▸ Exercise aim:
Copy out the rows word for word, from the start of the rows through the line that contains "[[[15,44],[256,55],[256,1],[0,1],[0,87]]]", both included. Leave the pictures out of your answer.

+ + + + +

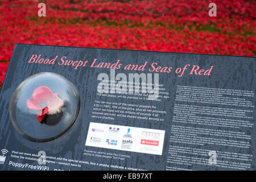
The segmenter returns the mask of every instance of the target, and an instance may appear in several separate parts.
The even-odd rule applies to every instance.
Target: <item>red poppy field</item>
[[[15,44],[256,55],[256,1],[0,1],[0,87]]]

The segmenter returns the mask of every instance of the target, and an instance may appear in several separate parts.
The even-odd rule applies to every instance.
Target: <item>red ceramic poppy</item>
[[[32,97],[27,100],[27,106],[30,109],[39,110],[36,119],[42,122],[46,114],[55,114],[60,111],[64,102],[58,95],[53,94],[47,86],[39,86],[34,90]]]

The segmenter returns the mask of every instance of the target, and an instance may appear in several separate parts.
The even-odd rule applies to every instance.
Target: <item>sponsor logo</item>
[[[108,145],[115,146],[117,145],[117,140],[107,139],[106,140],[106,143],[107,143]]]
[[[109,127],[109,131],[112,133],[118,133],[119,131],[119,127]]]
[[[131,149],[131,145],[133,144],[133,140],[131,139],[133,139],[133,137],[131,137],[130,131],[131,129],[129,128],[127,133],[123,135],[123,139],[122,140],[122,148]]]
[[[159,133],[154,133],[154,132],[148,132],[148,131],[142,131],[142,135],[143,136],[152,136],[154,138],[159,138],[160,137]]]
[[[90,142],[92,143],[101,143],[101,138],[92,136],[90,137]]]
[[[129,128],[129,129],[127,129],[127,133],[126,133],[126,134],[123,135],[123,138],[130,138],[130,139],[132,139],[133,138],[131,137],[131,133],[130,133],[130,131],[131,131],[131,129],[130,129],[130,128]]]
[[[109,135],[112,136],[116,136],[118,134],[119,131],[119,127],[110,127],[109,129]]]
[[[159,141],[146,140],[142,139],[141,140],[141,144],[146,144],[148,146],[158,146]]]
[[[104,132],[104,130],[101,130],[101,129],[96,129],[96,128],[93,128],[92,129],[92,131],[93,132],[101,132],[101,133]]]

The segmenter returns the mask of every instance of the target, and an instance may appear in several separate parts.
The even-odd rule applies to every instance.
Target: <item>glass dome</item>
[[[63,76],[43,72],[24,80],[13,93],[10,115],[15,129],[34,142],[55,139],[72,126],[80,108],[74,85]]]

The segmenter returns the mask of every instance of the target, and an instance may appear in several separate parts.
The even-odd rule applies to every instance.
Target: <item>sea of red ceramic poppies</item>
[[[255,56],[256,1],[0,1],[0,87],[17,43]]]

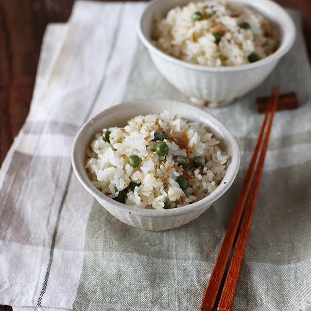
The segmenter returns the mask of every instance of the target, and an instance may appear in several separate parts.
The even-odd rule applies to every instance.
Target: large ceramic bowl
[[[163,210],[145,209],[119,203],[98,190],[90,181],[85,168],[86,150],[95,134],[104,128],[124,126],[129,119],[137,115],[160,113],[165,109],[188,120],[202,122],[220,140],[220,147],[231,159],[219,186],[210,194],[197,202]],[[240,151],[235,138],[219,120],[199,107],[159,100],[134,101],[104,110],[82,126],[74,139],[71,154],[72,166],[77,177],[101,205],[128,225],[153,231],[179,227],[200,216],[230,188],[238,173],[240,160]]]
[[[187,0],[153,0],[142,15],[138,31],[160,72],[194,103],[219,106],[244,95],[262,82],[295,40],[294,23],[279,5],[270,0],[236,0],[235,2],[252,7],[278,26],[281,37],[277,50],[259,61],[237,66],[212,67],[180,60],[156,47],[151,35],[156,13],[164,15],[170,9],[188,2]]]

+ + + + +

▸ Reply to the exercise:
The segmenter returns the mask of every instance of the target, and an instance may appear in several separate parts.
The even-odd rule applies to every instance.
Target: <item>red poppy field</item>
[[[15,44],[256,55],[256,1],[0,1],[0,87]]]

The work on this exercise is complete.